TEXTO DE LECTURA:
__________
“La primera víctima cuando llega la guerra es la verdad”. Esta frase, pronunciada en 1917, en plena Gran Guerra, por un senador estadounidense, sigue teniendo en la actualidad plena validez. Quienes, desde posiciones de poder, patrocinan la guerra invocan nobles principios para ocultar sus crueldades y autocelebrarse frente al “otro” al que, en paralelo, demonizan.
La acción homicida de Hamás en suelo israelí del pasado 7 de Octubre proporcionó al Gobierno carnicero de Netanyahu el praetextun belli para arrasar Gaza a sangre y fuego y perpetrar el mayor genocidio en la historia del siglo XXI. Según la liturgia discursiva pro-israelí, es la guerra de una nación que se defiende frente el terrorismo. Según la razón histórica, que no entiende de burdas justificaciones, el último episodio del plan sionista de construir el Estado nacional judío sobre la negación del derecho a la existencia del pueblo palestino.
__________
EXTRACTO DE DATOS:
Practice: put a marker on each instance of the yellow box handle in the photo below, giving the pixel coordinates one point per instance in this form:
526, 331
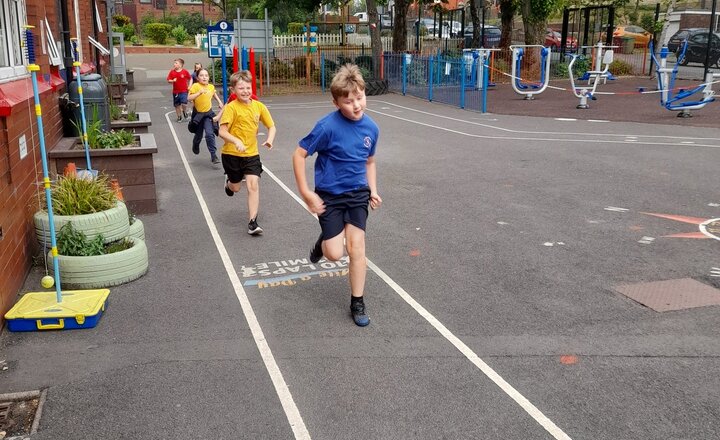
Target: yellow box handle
59, 325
__________
PROBLEMA A RESOLVER: Devuelve el texto de lectura completo, sin cambiar una sola palabra. Basta con el texto de lectura; no hace falta nada más.

RESPUESTA AL PROBLEMA:
“La primera víctima cuando llega la guerra es la verdad”. Esta frase, pronunciada en 1917, en plena Gran Guerra, por un senador estadounidense, sigue teniendo en la actualidad plena validez. Quienes, desde posiciones de poder, patrocinan la guerra invocan nobles principios para ocultar sus crueldades y autocelebrarse frente al “otro” al que, en paralelo, demonizan.
La acción homicida de Hamás en suelo israelí del pasado 7 de Octubre proporcionó al Gobierno carnicero de Netanyahu el praetextun belli para arrasar Gaza a sangre y fuego y perpetrar el mayor genocidio en la historia del siglo XXI. Según la liturgia discursiva pro-israelí, es la guerra de una nación que se defiende frente el terrorismo. Según la razón histórica, que no entiende de burdas justificaciones, el último episodio del plan sionista de construir el Estado nacional judío sobre la negación del derecho a la existencia del pueblo palestino.